§ **Estratto**
________________

Fare Pace, il libro sulla diplomazia di Sant’Egidio per essere artigiani di pace nel proprio tempo

Una diplomazia, che è senz'altro "singolare", per molti versi inedita, perché parte dalla conoscenza e dall'impegno in tanti Paesi in cui è presente la Comunità, ma anche dalla consapevolezza che "la guerra è la madre di tutte le povertà".  La presentazione del libro Fare Pace, in un'affollata sala del San Gallicano, a Roma, ha fatto emergere ieri sera la ricchezza del paziente lavoro che Sant'Egidio porta avanti ormai da tanti anni in diverse aree del mondo, come una Comunità che non ha altri interessi se non ottenere la pace attraverso il dialogo, la mediazione, il "rammendo" di tante lacerazioni del tessuto sociale e civile dei popoli che soffrono per i conflitti.
Ad interrogarsi sulla natura di questa azione diplomatica, ormai conosciuta nel mondo, sono stati il responsabile vaticano dei Rapporti con gli Stati, Monsignor Paul Gallagher, il direttore dell'Espresso Marco Damilano, politici e rappresentanti delle istituzioni come Paolo Gentiloni e Antonio Tajani e il fondatore di Sant’Egidio, Andrea Riccardi, moderati dalla giornalista Maria Cuffaro.

E' emersa la convinzione che il lavoro per la pace è troppo importante per essere lasciata solo nelle mani di chi è considerato esperto o professionista del settore, ma che sia una necessità sempre più pressante per i cristiani e per chi vuole impegnarsi personalmente nella via del dialogo. Sant'Egidio, dagli anni Ottanta ad oggi, è diventato un soggetto internazionale capace di mediare tra parti in conflitto in diversi scenari del mondo.

________________

§ **Obiettivo**
Scrivi il seguito dell'articolo sulla presentazione del libro Fare Pace, riprendendo subito dopo l'ultima frase.

§ **Voci salvate**
________________

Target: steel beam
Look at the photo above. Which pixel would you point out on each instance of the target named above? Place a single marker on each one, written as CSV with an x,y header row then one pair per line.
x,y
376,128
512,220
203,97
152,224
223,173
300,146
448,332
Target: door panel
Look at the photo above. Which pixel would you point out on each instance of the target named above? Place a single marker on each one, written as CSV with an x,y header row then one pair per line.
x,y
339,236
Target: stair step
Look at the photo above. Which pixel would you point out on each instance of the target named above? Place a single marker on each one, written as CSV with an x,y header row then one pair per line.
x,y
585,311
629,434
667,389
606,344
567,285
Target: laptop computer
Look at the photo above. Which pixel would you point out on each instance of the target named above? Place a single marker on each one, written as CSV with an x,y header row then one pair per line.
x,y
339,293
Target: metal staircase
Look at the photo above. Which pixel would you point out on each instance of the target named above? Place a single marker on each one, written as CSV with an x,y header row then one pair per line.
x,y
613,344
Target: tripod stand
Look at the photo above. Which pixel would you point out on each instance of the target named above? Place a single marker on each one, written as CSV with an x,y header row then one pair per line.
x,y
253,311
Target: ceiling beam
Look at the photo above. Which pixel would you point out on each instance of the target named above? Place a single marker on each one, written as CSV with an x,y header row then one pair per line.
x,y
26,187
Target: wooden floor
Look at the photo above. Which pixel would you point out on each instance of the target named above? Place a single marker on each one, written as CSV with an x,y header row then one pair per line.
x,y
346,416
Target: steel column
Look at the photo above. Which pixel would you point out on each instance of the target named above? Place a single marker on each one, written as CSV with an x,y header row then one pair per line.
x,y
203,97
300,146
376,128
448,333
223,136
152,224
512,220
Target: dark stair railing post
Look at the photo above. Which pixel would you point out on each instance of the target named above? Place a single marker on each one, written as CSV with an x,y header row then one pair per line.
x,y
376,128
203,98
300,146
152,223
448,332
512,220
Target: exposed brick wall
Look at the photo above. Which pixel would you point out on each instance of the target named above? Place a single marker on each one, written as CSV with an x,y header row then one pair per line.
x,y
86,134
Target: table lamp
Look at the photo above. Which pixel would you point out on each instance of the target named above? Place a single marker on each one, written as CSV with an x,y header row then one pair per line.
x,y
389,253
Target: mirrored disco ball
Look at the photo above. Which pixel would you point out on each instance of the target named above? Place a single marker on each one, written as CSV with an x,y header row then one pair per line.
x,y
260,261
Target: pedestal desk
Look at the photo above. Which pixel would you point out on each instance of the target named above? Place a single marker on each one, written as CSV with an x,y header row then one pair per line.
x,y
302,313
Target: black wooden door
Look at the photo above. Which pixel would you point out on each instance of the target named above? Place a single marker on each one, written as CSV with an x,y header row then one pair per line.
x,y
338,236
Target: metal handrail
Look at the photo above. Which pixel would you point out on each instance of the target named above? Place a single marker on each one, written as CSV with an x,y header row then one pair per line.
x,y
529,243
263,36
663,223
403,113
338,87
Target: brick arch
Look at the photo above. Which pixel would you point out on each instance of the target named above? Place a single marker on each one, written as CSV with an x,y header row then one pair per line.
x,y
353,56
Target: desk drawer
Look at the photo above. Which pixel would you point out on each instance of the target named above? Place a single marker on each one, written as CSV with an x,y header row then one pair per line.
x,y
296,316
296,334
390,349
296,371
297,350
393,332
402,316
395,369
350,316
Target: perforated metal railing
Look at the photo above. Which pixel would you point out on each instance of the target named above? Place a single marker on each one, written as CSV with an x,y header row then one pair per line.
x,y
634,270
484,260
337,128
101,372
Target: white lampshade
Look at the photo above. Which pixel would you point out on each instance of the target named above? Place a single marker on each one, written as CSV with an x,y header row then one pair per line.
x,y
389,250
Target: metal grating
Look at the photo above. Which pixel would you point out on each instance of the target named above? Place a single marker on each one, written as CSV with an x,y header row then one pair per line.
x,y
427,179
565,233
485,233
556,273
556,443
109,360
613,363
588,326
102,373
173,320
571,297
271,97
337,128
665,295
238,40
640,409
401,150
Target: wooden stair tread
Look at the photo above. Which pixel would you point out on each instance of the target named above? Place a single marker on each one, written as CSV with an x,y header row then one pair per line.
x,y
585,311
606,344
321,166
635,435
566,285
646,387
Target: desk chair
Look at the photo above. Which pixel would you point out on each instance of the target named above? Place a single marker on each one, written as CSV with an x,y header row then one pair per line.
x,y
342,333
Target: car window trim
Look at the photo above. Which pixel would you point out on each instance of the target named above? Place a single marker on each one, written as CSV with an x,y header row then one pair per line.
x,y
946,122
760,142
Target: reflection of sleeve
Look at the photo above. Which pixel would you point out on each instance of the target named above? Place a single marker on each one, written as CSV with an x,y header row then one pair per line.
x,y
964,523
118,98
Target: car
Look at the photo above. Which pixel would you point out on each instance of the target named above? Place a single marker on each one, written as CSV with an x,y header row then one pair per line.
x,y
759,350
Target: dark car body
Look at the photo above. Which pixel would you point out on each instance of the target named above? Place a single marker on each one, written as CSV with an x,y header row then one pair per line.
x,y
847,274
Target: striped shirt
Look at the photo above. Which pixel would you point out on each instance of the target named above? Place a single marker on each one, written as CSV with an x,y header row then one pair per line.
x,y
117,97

________________

§ **Risultato**
Un’attività diplomatica che non sostituisce l’impegno nelle periferie, ma che al contrario trae proprio dal legame con i poveri le sue motivazioni. La pace in Mozambico è stata firmata a Sant’Egidio il 4 ottobre del 1992, ma - come ha sottolineato Andrea Riccardi - è stato un prolungamento dell’attività umanitaria: ci si accorse, alla fine degli anni Ottanta, che gli aiuti non sarebbero bastati se la pace non fosse venuta presto, dopo un'estenuante guerra civile durata sedici anni.

Marco Damilano, scorrendo le pagine di “Fare Pace” ha osservato quanto sia stato importante avere conservato una “leggerezza istituzionale” che ha coinvolto, in ogni scenario, tutti i livelli della Comunità nel costruire la pace, da chi ha accolto gli ospiti a chi ha cucinato per loro, fino a chi è entrato nelle difficoltà concrete da rimuovere, in una originale partecipazione collettiva con l'unico obiettivo di raggiungere la pace. La via seguita, infatti, è stata quella di conoscere le parti in conflitto e di non ignorare le difficoltà del dialogo: questo impegno disinteressato per la pace - ha sottolineato il direttore dell’Espresso -  “è un modo di stare nella storia da cristiani con un realismo che insegna a essere uomini e donne del proprio tempo”. Occorre - ha notato monsignor Paul Gallagher - accettare che la pace sia un processo: come la democrazia, non è un punto fermo nella storia, quindi è un divenire fatto anche di tentativi e fallimenti, raccontati nel libro: "E' una vocazione preziosa che, sono certo, la Comunità continuerà a sviluppare in futuro con fede e speranza". 
Antonio Tajani ha evidenziato l'importanza dell'ispirazione cristiana e la centralità dell’incontro personale, come è avvenuto per il Mozambico. Si tratta infatti, ha sottolineato, di una costante del viaggio geografico e nella storia che fa compiere il libro, tra mediazioni riuscite e tentativi di pace, dal Mozambico all’Algeria, dal Guatemala al Burundi, dall’Albania al Kosovo, dalla Liberia alla Costa d’Avorio, dal Centrafrica al Togo, dalla Guinea Conakry al Niger.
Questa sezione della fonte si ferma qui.